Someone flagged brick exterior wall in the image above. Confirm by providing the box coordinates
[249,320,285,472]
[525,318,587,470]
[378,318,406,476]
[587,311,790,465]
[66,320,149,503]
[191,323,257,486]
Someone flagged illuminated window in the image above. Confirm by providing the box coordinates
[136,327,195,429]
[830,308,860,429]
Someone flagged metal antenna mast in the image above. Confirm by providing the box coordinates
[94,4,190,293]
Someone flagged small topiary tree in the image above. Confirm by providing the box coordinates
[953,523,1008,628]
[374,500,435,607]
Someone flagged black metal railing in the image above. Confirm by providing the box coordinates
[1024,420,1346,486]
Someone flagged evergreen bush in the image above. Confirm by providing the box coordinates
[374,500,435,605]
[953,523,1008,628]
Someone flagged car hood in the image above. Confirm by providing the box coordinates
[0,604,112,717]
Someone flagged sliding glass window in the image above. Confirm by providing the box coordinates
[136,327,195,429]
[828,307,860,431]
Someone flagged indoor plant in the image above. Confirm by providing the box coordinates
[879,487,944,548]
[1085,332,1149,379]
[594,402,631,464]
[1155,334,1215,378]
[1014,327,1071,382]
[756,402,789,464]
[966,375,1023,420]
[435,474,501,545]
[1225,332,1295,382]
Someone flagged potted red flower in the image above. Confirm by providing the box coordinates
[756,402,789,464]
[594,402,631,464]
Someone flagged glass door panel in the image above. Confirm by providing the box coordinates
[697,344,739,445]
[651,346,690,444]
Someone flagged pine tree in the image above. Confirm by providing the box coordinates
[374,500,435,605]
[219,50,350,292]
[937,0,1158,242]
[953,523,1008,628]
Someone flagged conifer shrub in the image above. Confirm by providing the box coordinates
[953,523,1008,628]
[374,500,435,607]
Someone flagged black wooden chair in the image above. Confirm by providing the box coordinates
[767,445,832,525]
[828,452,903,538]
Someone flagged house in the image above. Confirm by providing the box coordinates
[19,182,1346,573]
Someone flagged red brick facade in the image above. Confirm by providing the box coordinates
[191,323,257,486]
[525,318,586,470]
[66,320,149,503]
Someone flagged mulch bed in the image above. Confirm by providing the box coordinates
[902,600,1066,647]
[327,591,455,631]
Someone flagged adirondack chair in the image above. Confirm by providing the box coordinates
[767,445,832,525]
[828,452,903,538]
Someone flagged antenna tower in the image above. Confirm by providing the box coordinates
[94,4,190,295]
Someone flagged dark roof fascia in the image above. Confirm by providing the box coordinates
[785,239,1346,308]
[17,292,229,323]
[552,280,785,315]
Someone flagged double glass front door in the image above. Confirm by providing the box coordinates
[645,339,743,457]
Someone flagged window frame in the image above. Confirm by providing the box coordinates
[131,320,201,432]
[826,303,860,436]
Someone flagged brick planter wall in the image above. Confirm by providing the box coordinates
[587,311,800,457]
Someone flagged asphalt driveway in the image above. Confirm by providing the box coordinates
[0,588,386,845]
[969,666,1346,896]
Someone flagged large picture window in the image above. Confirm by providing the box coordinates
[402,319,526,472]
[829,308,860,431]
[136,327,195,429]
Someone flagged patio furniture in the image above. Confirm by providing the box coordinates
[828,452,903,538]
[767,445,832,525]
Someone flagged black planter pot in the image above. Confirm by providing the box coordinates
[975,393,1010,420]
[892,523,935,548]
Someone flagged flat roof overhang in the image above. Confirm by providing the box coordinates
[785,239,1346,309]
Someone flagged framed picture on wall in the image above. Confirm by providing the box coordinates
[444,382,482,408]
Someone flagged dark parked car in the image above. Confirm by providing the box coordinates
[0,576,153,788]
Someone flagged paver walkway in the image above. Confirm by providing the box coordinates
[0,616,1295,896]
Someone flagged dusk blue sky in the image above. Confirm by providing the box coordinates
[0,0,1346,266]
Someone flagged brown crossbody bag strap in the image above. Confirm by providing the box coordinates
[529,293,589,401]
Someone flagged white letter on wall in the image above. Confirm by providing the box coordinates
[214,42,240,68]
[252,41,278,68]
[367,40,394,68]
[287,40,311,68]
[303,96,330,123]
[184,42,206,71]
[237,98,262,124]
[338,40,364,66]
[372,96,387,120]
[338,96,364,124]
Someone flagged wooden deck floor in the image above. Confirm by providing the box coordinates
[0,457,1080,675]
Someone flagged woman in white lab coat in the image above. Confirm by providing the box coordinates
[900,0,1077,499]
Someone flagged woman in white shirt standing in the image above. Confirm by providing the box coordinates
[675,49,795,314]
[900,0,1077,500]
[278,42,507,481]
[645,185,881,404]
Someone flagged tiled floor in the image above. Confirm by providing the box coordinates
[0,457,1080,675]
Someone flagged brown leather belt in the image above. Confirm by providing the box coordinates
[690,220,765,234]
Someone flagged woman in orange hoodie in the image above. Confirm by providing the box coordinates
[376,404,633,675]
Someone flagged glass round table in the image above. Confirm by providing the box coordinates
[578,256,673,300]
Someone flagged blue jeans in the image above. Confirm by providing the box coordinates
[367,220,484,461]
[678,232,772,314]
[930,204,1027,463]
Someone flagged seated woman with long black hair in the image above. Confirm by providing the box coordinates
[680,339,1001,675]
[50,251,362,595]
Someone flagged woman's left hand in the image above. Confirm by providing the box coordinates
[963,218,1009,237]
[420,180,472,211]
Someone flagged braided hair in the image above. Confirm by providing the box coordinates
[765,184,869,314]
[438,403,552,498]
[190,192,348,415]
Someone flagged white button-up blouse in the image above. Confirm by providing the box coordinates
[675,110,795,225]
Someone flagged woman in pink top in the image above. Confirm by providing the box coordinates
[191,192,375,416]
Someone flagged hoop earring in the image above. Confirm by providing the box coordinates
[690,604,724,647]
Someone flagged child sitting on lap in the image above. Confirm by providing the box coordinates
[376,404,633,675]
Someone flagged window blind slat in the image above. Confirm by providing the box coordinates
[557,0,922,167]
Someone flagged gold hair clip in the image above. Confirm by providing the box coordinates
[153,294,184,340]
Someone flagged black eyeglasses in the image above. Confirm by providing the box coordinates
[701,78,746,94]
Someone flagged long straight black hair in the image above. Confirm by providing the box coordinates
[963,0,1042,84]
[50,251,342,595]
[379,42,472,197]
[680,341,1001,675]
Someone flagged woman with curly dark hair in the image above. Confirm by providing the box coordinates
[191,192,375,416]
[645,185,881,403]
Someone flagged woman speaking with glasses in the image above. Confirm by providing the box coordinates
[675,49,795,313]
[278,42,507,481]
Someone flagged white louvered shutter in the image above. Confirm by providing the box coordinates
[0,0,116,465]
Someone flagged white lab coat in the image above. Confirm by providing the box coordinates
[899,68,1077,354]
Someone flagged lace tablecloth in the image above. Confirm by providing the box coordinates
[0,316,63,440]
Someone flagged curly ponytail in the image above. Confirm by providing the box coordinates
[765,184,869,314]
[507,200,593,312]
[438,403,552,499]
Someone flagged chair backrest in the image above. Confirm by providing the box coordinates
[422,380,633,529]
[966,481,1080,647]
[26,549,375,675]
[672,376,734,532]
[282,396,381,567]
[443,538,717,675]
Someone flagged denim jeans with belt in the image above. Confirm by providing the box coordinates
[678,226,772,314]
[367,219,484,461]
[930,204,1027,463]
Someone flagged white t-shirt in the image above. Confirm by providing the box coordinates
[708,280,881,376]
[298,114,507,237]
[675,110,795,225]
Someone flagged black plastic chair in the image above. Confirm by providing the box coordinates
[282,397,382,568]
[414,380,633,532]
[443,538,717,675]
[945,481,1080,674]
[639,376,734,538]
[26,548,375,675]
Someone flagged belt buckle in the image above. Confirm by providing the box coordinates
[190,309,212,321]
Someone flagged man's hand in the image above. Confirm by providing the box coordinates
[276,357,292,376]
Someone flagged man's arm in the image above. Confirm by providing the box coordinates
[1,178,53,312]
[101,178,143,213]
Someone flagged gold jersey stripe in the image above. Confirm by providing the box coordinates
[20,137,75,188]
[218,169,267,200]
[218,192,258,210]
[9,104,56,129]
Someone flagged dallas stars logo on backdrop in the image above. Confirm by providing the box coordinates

### WHAT TO WORK ON
Can you give the rows between the line holding "Someone flagged woman in white lab" and the line holding "[420,180,472,211]", inclusive, as a JSON list of strings with one string per line and blank lines left out?

### TASK RESPONSE
[
  "Someone flagged woman in white lab coat in the image above. Confirm by providing the box coordinates",
  "[900,0,1077,499]",
  "Someone flagged woman in white shirt standing in the image above. Confirm by providing the box coordinates",
  "[675,49,795,314]",
  "[900,0,1077,500]",
  "[278,42,507,481]",
  "[645,185,881,404]",
  "Someone flagged tiled floor in the image above. Confirm by providing the box coordinates",
  "[0,457,1080,675]",
  "Someone flagged brown leather belt in the image above. Confirm by providing the box coordinates",
  "[690,220,765,234]",
  "Someone flagged woman in orange hoodie in the image above. Confirm by providing the box coordinates",
  "[376,404,633,675]",
  "Someone flagged glass round table in the image above. Confirm by providing the box coordinates",
  "[578,256,673,300]",
  "Someone flagged blue jeans in the image above. Confirm by providing the box coordinates",
  "[367,220,484,461]",
  "[678,232,772,314]",
  "[930,204,1027,463]",
  "Someone flagged seated woman with long black hair in the image above. Confirm by providing the box coordinates",
  "[680,339,1001,675]",
  "[50,251,362,595]",
  "Someone flagged woman's left hand in the image above. Confirm by providing the box coordinates",
  "[963,218,1009,237]",
  "[420,180,472,211]"
]